Without the pictures, set down the records below word for word.

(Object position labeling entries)

##########

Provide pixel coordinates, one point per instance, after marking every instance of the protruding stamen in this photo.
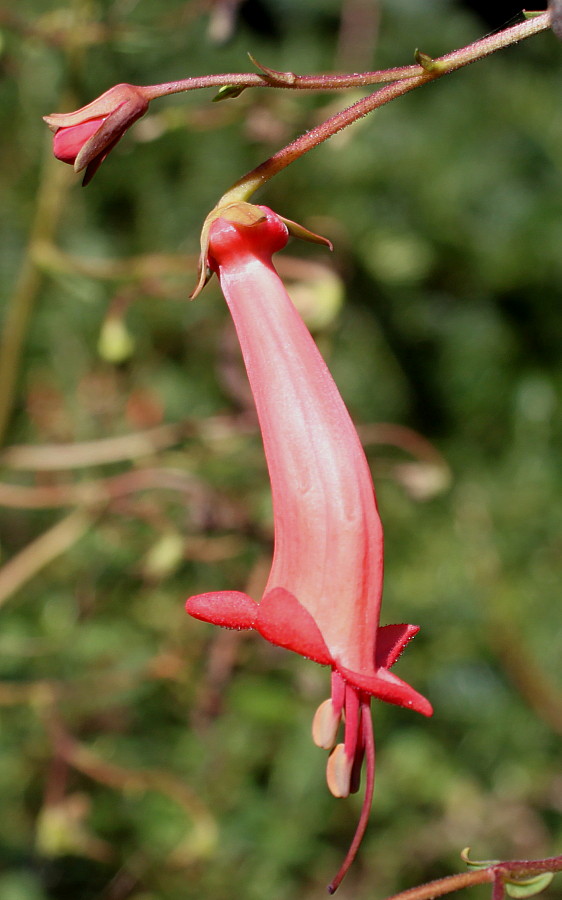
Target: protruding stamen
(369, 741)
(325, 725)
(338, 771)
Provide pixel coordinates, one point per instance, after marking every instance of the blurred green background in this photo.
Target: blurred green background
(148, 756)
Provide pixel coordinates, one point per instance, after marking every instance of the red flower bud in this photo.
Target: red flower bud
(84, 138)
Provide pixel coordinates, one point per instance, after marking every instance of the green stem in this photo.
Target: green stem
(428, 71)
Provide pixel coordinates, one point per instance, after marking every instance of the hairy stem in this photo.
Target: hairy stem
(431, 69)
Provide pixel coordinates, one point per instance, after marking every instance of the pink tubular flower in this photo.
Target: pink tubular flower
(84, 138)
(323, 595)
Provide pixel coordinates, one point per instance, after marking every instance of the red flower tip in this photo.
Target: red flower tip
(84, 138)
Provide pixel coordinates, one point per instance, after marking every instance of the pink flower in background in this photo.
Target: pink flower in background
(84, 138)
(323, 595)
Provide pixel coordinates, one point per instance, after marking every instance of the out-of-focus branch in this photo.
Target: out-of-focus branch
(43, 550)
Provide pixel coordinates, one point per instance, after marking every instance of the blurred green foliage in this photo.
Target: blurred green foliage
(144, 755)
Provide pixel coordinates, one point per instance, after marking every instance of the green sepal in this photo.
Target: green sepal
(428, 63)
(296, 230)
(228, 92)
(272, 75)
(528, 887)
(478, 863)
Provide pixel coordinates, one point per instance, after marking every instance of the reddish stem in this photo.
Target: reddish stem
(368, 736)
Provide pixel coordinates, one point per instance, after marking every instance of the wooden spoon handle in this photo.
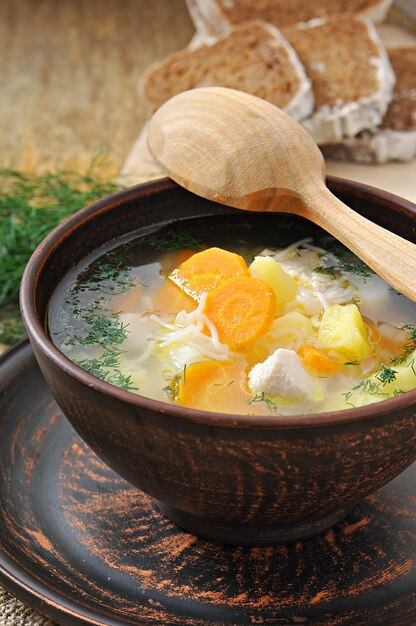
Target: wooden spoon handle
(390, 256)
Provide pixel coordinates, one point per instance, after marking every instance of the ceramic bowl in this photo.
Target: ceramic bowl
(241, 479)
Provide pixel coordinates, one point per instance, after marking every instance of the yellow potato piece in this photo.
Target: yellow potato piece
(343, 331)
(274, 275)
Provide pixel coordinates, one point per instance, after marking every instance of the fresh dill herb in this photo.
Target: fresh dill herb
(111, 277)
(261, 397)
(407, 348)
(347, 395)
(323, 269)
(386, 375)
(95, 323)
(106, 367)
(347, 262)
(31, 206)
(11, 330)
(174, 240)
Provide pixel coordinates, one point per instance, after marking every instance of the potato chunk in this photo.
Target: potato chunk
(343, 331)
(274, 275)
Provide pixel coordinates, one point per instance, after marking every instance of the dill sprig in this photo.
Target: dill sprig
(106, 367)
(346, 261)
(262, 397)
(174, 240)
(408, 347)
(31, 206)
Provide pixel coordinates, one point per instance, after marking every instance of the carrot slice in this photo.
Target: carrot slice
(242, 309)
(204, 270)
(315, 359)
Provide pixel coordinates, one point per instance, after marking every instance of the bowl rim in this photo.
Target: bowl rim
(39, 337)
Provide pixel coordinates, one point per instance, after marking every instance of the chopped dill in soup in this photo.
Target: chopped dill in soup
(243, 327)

##########

FINAL RESULT
Provide pixel coordinates, one point per instance, after marking every instance of the protruding stamen in this photo.
Target: protruding stamen
(369, 741)
(325, 725)
(338, 771)
Provide pixel coordinates, one point per instance, after marking every instance of the blurred green background in this photo.
Target: blurred green background
(148, 756)
Provide pixel coordinates, one point per instance, after marking every instance of the red flower bud in this photo.
Target: red flower bud
(84, 138)
Provide pixel coordinates, one point per instance, after marking every instance of the green stem in this photo.
Target: green stem
(428, 71)
Provide pixel coordinates, one point per instance, after marking every instance of the hairy stem in this photo.
Target: hairy stem
(431, 69)
Provide pixel coordinates, one point per instance, after marking every instance of the pink tubular flower in this photo.
Target: pink tubular flower
(84, 138)
(323, 595)
Provide pixel coordinates, one point per instance, after marking every instance of the red flower tip in this photo.
Target: red flower tip
(84, 138)
Provide pixel coordinates, one point per instance, after marking every instance of the pink flower in background in this photo.
Target: pink flower in background
(84, 138)
(323, 595)
Provide pixel coordinates, one point per instance, after marking every instance of the out-of-focus branch in this photo.
Target: out-of-focus branch
(43, 550)
Provide pixel coordinates, one point per instance, after marking every instance of the blurred green foliage in this photo.
Target: blurred green foliage
(144, 755)
Provide pixel coordinates, one point per instance, after marking every instance of the green sepal in this photo.
Target: green sepal
(428, 63)
(296, 230)
(228, 92)
(272, 75)
(528, 887)
(478, 863)
Provide pixel coordinates, one point per instance, after marking every instance of the reddish stem in this photo.
Target: reddish stem
(368, 736)
Provide pixel coordinates, one point per instance, after marking every instance of the wooden spoon handle in this photo.
Target: wooden spoon handle
(390, 256)
Provide pixel coordinates, one point per instance, after marking every instance of the ceramic bowl in this photo.
Target: ceramic bowl
(241, 479)
Provide pixel coordinates, one point per instance, after marking every instance of the yellow potato piece in this photo.
Target: yellow potato piece
(343, 331)
(274, 275)
Provide pixel coordinates, one point per instance, after marking every instance of the fresh dill herb in this photo.
Target: fresh dill herb
(111, 277)
(261, 397)
(407, 348)
(347, 395)
(323, 269)
(386, 375)
(95, 323)
(106, 367)
(347, 262)
(31, 206)
(11, 330)
(174, 240)
Provide pixel coordinates, one point per instance, after marking every instance of the potato chunk in this photo.
Target: potato chunk
(343, 331)
(274, 275)
Provide pixel coordinates, one point per instance, after marking every instance of the dill sprig in this photo.
Target: dill sprig
(106, 367)
(346, 261)
(262, 397)
(174, 240)
(408, 347)
(31, 206)
Provide pixel coordinates, one point per instance, after marking every instance of the carrot slice in this photo.
Target: carrot slice
(242, 309)
(204, 270)
(315, 359)
Provide pixel coordinates, one point per instance, after marking every instance of the bowl rim in this photo.
Target: bowl rim
(39, 337)
Provide pixel coordinates, one point per instance, after marking every instance of the chopped dill in soup in this photo.
Target: chopped dill in soup
(243, 327)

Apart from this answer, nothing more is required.